══ Extract

Tarhuna, Mass Graves, and Libya’s Internationalized Civil War

Harachaoui banner

Last month, forces aligned with Libya’s internationally recognized government made a gruesome discovery within the vicinity of Tarhuna, some 50 miles southeast of the capital, Tripoli. As many as 230 corpses were dug up from unmarked sites or found buried in bulldozed pits behind villas. A handful had been thrown in a well. Several dozen more piled up in a hospital morgue. Many of these bodies were bound and showed evidence of torture. Not all of them were captured fighters: Some of them were civilians, including women and children as young as three.

While much international commentary has rightly focused on the human-rights implications of the Tarhuna atrocities and calls for accountability, the mass graves are illustrative of some of Libya’s least-discussed factional dynamics. The town had long been under the control of the Kaniyat, a brutal militia that aligned with eastern-based commander Khalifa Haftar in April 2019 amid his high-profile attack on the U.N.-backed Government of National Accord in Tripoli. For more than a year, thanks to the Kaniyat’s iron fist, Tarhuna served as Haftar’s bridgehead in western Libya. The Government of National Accord’s takeover of the town on June 5 was a devastating blow to the rebel commander’s ambitions. But the Kaniyat’s barbaric style of governance has implications much broader than mere battlefield intrigues. The situation in Tarhuna reveals the dangerous absurdity and consequences of imposing a simplistic narrative on Libya’s complex local politics.



I began researching this issue while in Tripoli, Misrata, and other localities nearby last summer. At the time, roads from the littoral into Tarhuna were still open, but the war made it too hazardous to try and visit. I still managed to discuss the town’s politics and recent past with an array of Libyans, pro- and anti-Haftar alike, both from Tarhuna and otherwise.

The sinuous and violent rise of the Kaniyat over the last decade has received little attention. Now that their legacy is in the news, their story must be faced. Its forbidding complexity embodies an important truth about Libya’s nine-year conflict: It cannot and should not be summarized. The country’s violence has no overall thrust. It is mercurial and often obeys ultra-local dynamics.

════
══ Excerpted data

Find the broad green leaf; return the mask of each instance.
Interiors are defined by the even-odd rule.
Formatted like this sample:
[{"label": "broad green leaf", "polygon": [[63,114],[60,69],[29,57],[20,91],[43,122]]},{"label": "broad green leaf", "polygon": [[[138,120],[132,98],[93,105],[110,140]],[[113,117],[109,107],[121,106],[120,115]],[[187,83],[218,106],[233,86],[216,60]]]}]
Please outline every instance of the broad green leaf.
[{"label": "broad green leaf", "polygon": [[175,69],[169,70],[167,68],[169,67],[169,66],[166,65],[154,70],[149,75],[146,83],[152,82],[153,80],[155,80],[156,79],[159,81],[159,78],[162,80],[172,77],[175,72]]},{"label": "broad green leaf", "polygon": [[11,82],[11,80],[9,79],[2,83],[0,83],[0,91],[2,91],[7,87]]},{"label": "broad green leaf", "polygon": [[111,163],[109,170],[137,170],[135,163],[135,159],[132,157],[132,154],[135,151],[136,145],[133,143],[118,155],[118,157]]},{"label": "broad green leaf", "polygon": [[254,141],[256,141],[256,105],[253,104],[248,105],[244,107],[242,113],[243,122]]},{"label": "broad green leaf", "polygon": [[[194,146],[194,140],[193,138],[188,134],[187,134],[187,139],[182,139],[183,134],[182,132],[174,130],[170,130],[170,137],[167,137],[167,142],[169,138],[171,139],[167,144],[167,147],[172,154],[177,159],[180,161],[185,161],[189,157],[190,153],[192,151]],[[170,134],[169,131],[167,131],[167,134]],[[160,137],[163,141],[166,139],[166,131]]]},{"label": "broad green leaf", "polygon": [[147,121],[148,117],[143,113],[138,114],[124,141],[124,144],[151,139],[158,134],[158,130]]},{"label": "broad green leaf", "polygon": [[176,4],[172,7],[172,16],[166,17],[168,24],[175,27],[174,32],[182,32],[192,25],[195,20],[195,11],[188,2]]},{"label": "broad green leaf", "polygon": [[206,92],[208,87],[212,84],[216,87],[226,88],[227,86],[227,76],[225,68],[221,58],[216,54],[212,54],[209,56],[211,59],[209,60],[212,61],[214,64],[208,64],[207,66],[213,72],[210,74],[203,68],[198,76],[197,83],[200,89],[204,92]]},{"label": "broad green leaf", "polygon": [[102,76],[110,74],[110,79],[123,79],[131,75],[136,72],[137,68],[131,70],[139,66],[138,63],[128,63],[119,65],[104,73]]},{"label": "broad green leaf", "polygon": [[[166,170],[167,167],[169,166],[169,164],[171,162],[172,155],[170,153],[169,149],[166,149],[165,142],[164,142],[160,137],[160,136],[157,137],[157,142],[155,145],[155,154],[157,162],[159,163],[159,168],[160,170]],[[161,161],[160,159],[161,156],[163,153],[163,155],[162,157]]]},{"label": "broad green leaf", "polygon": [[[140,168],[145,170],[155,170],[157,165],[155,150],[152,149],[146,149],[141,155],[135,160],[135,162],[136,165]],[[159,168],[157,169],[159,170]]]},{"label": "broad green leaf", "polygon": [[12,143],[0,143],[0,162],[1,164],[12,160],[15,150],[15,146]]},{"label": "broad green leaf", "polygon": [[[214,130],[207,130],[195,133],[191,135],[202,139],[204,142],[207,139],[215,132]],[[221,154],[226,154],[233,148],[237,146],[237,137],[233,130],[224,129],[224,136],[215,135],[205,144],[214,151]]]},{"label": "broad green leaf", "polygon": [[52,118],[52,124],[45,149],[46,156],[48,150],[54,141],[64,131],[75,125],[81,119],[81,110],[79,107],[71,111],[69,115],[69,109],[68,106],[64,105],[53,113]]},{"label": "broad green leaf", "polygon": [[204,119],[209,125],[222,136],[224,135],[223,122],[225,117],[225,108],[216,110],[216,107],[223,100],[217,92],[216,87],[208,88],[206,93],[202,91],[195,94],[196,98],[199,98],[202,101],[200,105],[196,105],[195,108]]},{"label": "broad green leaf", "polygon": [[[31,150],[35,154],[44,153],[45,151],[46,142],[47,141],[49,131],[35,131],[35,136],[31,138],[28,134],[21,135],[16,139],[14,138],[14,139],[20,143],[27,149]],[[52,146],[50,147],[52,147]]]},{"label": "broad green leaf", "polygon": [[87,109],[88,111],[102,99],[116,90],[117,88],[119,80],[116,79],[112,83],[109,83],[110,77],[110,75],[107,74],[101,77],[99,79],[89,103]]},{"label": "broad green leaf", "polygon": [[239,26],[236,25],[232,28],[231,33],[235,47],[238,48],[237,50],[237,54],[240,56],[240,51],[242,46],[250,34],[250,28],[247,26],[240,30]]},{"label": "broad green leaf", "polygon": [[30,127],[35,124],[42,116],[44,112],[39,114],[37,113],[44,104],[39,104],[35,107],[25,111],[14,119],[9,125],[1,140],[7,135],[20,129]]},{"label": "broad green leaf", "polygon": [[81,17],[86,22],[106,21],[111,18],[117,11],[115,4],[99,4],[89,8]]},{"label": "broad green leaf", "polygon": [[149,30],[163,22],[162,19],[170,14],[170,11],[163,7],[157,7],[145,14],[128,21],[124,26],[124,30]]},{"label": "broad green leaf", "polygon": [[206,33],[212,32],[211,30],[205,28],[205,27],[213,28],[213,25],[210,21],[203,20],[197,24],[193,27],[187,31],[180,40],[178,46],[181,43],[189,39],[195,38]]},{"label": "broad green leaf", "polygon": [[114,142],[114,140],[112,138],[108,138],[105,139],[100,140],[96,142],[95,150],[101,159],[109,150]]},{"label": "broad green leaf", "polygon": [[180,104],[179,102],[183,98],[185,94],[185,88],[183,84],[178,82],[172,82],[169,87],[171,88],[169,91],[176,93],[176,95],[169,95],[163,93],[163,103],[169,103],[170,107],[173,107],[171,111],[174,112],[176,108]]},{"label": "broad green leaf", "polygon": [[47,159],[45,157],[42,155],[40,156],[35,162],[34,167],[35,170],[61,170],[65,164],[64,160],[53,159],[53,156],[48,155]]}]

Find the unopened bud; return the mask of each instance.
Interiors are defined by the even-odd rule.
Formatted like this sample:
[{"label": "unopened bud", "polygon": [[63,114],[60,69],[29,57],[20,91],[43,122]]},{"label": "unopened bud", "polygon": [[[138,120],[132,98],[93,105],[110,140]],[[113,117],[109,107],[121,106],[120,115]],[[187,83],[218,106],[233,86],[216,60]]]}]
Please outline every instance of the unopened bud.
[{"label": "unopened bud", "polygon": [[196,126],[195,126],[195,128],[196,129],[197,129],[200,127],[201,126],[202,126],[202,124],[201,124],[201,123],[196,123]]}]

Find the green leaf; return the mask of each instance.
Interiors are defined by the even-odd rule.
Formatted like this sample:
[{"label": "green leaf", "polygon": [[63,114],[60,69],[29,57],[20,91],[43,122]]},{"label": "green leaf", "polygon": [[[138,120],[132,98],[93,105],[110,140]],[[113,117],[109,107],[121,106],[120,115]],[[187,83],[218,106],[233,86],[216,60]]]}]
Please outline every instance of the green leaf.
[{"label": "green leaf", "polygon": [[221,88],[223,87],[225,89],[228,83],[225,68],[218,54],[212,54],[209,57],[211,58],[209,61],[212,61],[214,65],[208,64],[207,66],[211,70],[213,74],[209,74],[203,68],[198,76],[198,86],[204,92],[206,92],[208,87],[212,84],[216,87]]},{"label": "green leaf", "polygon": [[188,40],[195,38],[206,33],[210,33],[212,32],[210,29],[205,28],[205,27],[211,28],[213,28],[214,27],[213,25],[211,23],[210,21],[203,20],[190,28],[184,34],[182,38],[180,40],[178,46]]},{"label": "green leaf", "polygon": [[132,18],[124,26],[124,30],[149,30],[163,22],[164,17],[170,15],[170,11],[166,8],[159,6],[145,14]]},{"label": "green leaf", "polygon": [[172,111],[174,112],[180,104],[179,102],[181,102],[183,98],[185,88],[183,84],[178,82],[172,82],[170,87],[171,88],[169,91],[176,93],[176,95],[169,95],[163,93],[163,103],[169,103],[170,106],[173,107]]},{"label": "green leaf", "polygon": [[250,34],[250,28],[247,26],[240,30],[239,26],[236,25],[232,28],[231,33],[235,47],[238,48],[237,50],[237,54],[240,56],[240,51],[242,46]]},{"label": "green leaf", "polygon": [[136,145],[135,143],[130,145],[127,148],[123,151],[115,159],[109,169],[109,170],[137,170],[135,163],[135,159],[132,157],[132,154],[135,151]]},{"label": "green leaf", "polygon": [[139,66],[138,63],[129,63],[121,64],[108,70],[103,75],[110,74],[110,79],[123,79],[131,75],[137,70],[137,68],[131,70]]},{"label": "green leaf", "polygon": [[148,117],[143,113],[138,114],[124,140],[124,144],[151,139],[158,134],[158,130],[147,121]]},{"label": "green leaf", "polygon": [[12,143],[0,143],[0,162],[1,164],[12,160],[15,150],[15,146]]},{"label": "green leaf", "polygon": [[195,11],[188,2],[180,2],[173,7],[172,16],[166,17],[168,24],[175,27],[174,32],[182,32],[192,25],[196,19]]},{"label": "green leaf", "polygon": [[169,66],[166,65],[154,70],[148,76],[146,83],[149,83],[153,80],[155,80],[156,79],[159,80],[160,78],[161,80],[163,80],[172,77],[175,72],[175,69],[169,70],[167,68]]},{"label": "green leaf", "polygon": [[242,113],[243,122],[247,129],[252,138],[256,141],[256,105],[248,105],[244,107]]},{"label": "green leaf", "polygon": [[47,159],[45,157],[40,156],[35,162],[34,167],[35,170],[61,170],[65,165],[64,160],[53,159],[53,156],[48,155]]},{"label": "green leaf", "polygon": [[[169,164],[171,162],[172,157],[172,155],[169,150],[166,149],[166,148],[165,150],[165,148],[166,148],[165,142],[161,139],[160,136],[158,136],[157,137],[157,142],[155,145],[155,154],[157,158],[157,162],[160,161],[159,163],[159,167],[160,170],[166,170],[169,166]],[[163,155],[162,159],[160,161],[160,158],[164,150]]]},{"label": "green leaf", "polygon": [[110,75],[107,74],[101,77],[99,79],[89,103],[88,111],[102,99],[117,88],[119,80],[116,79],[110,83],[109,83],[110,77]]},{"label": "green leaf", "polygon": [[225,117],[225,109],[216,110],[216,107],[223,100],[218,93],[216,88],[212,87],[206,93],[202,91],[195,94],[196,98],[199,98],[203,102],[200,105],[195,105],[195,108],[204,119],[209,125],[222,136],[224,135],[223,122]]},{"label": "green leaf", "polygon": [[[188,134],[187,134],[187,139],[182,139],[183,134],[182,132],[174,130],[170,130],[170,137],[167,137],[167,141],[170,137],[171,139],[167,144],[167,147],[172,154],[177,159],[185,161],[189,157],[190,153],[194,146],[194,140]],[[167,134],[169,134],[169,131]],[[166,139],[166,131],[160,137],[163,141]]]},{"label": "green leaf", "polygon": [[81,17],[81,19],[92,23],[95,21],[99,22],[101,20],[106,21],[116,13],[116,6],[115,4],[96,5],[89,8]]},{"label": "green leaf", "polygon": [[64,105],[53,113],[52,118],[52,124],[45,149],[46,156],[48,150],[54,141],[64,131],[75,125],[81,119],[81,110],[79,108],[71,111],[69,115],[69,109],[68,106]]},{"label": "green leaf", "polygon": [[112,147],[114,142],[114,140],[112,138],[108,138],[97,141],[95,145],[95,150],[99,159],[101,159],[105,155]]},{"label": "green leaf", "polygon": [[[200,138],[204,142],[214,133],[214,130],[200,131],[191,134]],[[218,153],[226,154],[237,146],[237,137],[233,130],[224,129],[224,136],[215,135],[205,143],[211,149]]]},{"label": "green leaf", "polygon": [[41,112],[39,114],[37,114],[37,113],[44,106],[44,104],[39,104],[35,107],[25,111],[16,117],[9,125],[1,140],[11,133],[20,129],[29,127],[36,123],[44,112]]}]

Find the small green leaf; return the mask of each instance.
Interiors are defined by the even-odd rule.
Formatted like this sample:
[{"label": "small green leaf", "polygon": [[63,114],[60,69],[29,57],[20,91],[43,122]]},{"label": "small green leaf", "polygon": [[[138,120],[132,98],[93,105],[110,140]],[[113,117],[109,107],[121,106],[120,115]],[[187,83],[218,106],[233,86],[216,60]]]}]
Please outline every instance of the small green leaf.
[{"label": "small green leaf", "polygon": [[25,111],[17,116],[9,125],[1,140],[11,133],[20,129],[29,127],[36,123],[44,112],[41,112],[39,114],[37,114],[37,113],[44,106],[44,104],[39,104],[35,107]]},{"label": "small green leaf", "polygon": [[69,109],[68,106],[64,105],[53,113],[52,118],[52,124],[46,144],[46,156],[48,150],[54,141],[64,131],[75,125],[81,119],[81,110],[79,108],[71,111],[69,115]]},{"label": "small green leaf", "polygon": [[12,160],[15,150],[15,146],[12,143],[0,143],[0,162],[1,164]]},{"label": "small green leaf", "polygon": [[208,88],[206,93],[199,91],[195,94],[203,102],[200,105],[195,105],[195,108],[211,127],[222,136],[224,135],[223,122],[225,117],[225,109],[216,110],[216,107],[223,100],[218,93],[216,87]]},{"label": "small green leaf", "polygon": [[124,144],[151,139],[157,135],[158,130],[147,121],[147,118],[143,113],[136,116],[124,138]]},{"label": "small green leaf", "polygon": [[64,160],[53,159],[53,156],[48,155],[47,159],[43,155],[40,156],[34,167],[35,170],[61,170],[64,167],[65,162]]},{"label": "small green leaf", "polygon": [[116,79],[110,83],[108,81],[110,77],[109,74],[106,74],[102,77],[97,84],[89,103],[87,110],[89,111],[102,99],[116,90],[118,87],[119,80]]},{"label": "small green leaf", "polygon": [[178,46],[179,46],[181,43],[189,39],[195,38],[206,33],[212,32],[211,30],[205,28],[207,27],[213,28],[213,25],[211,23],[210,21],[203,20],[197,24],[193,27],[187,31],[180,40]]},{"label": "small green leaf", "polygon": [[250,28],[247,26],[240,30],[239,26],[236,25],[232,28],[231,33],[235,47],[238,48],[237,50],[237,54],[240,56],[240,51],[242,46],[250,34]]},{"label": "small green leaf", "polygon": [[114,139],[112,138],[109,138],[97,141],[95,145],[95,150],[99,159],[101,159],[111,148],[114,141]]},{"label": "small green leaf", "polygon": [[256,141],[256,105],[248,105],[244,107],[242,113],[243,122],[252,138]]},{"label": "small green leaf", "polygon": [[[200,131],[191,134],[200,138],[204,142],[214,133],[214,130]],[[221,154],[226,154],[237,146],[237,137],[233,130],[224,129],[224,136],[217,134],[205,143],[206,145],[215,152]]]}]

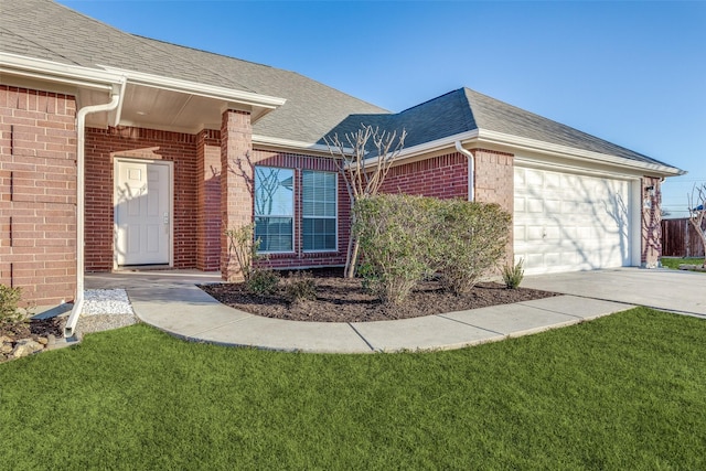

════

Task goal —
Carry the article on Tarhuna further, starting right after its last sentence. The items are separate material and are not part of the article on Tarhuna.

Output of the exercise —
Tarhuna and other cities surrounding Tripoli. (Map by Jalel Harchaoui)

Tarhuna, a modest rural municipality with a population of 40,000, was known during the Muammar Qadhafi era for producing military officers for the government’s security apparatus. For that reason, a large proportion of its inhabitants came out the political losers of the 2011 uprising that toppled Qadhafi. Tarhuna hosts more than 60 tribes, though allegiances are not wholly determined by tribal lineation, but also by political beliefs, money, and opportunism. Cohesion is felt more strongly within a family or a small clan. In some cases, even that has its limits.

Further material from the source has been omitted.